Task data =
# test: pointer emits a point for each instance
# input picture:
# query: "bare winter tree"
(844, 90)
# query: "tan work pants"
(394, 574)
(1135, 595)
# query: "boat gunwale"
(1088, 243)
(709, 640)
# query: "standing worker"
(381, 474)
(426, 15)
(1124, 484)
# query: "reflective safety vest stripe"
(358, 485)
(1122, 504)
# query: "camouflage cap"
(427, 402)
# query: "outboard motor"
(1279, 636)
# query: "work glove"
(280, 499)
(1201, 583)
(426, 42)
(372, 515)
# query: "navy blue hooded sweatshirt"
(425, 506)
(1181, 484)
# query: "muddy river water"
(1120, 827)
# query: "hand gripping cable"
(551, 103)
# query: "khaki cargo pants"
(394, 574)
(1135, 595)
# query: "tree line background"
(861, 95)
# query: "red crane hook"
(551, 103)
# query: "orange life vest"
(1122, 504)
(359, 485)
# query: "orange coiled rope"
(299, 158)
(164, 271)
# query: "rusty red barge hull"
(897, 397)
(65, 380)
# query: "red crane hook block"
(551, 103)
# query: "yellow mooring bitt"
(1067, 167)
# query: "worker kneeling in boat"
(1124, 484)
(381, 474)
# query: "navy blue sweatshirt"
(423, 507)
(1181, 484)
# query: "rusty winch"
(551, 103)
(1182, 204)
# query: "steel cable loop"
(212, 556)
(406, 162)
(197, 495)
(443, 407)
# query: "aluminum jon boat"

Problem to work on = Repeat the listing in full, keeping every line exactly as it is.

Correct result =
# test: pointer emits a point for each instance
# input picture:
# query: "bare winter tree"
(844, 90)
# query: "tan work pants"
(394, 574)
(1135, 595)
# query: "boat gunwale"
(1088, 243)
(709, 640)
# query: "standing worker"
(381, 474)
(426, 15)
(1124, 484)
# query: "reflective safety vest stripe"
(358, 485)
(1122, 504)
# query: "camouflage cap"
(427, 402)
# query: "outboard motor"
(1279, 636)
# query: "work glove"
(280, 499)
(1201, 583)
(426, 42)
(372, 515)
# query: "navy blue hooded sweatshirt"
(425, 506)
(1181, 484)
# query: "muddy river water"
(1120, 827)
# query: "hand gripping cable"
(551, 103)
# query: "khaki cargo pants"
(394, 574)
(1135, 595)
# query: "tree line background"
(861, 95)
# query: "red crane hook"
(551, 103)
# query: "orange life vest"
(1122, 504)
(359, 485)
# query: "orange coiled rope"
(299, 158)
(164, 271)
# query: "rusty red barge hull"
(897, 397)
(65, 380)
# query: "red crane hook block"
(551, 103)
# query: "yellow mooring bitt"
(1067, 167)
# query: "worker kneeling in boat"
(1124, 484)
(381, 474)
# query: "navy blue sweatshirt"
(423, 507)
(1181, 484)
# query: "rusty winch"
(551, 103)
(1182, 204)
# query: "steel cable loop"
(212, 556)
(406, 162)
(197, 495)
(443, 407)
# query: "aluminum jon boat"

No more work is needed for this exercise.